Elizabeth Ridgway, Director of Education Outreach for the U.S. Library of Congress, and Anne Savage, Education Resource Specialist for the LOC, travel to Cedar Rapids this week to observe Kim Heckart's Predict and Infer model in action.  For the visit, Kim is teaching a new predict and infer mini-unit that incorporates visual and written sources on the early 20th century era of the women's suffrage movement.  The accompnaying read aloud for contextualization and connections is A Time For Courage: The Suffragette Diary of Kathleen Bowen, Washington, D.C. 1917 (Dear America Series) by Kathryn Lasky (2002).

 

 

 

New Predict and Infer Model

April 28, 2010 - 3:06 PM

We have added an exciting new instructional design to the website.  Kim Heckart's Predict and Infer model, piloted in 2009, engages children in emergent inquiry and sparks their motivation to read.  To explore this activity, Click here or use the Predict and Infer link in the General Resources view.

Cedar Rapids 2010 Workshops

April 9, 2010 - 1:04 PM

Welcome Cedar Rapids CSD teachers! Please click here for your Participant Application

GWHI Spring into Teaching 2010

April 1, 2010 - 9:40 AM

The Grant Wood History Institute invites all future and current history teachers to a very special event on April 17-18.  Please follow the link below for information:

A Professional Development Event for Future and Current History Teachers

BHH Summer Events

April 1, 2010 - 9:31 AM

Bringing History Home faculty and teacher mentors are excited about the full slate of workshops we have in the hopper for Summer 2010. 

Teachers at Prairie ISD in southeast Cedar Rapids and lead teachers for Cedar Rapids CSD have been implementing their first BHH units during the 2009-10 school year.  Their 2nd-year workshops are scheduled for July, and will be held again in the Prairie Ridge commons room.

July 26-27
1.  All Heights teachers
2.  Crest teachers -- Kindergarten, 2nd and 4th grades

July 28-29
1.  All View teachers
2.  Crest teachers -- 1st and 3rd grades
3.  Creek teachers -- 5th grade

All new Cedar Rapids CSD BHH teachers will begin the two-year workshop sequence this summer.  Their events are scheduled for June and August with locations to be determined.

June 14-15

June 16-17

August 2-3

August 4-5

If you are not a member of the Cedar Rapids school district but would like to attend or observe one of the first-year workshops, please contact Elise Fillpot for additional information. 

 

 

 

 

Watch Bringing History Home in action!

Given request a ->
Copy the lines of the listing between the line holding "Locate one point per instance of the tree" and the line holding "[(3, 117), (41, 112), (82, 50)]", inclusive.

Exercise input ->
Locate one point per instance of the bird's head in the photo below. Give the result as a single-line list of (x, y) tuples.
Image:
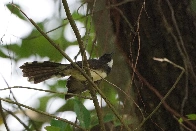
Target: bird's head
[(107, 58)]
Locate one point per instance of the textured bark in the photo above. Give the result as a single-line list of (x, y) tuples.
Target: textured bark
[(162, 28)]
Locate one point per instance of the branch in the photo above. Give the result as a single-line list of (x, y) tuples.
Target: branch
[(41, 112), (78, 68)]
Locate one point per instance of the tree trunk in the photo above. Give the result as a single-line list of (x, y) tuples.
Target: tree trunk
[(137, 31)]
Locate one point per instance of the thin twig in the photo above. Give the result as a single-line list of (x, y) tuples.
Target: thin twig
[(3, 117), (41, 112), (82, 50)]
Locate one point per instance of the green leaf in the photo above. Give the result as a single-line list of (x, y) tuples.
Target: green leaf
[(108, 117), (3, 55), (61, 125), (82, 113), (68, 106), (43, 102), (180, 120), (15, 11), (52, 128), (191, 116)]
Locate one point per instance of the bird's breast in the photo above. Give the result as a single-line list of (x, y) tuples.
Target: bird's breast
[(95, 74)]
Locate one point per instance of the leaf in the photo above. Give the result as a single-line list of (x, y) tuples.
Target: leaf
[(191, 116), (82, 113), (68, 106), (52, 128), (61, 125), (15, 11)]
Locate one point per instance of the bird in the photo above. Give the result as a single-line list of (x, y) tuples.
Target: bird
[(40, 71)]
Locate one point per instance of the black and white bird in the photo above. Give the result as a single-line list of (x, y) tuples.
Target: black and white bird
[(76, 83)]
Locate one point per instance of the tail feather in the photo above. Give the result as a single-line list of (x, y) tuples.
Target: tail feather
[(38, 72)]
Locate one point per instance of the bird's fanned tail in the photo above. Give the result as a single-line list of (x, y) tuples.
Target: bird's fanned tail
[(38, 72)]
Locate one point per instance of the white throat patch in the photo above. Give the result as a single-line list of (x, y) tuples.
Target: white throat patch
[(110, 63)]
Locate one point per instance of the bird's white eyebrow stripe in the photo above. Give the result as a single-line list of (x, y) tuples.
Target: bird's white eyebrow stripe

Given request b ->
List every summer 2010 workshop date range that the Bringing History Home page gives under "BHH Summer Events."

Final result a ->
Locate one point per instance of the tree trunk in the photo above. Give the result as a single-line list of (x, y) tuples.
Target: tree trunk
[(137, 31)]
Locate one point per instance of the thin twig in the photo above. Give the result as a single-line list of (x, y) tuples.
Target: thin twig
[(3, 117), (41, 112), (82, 50)]

Final result b ->
July 26-27
July 28-29
June 14-15
June 16-17
August 2-3
August 4-5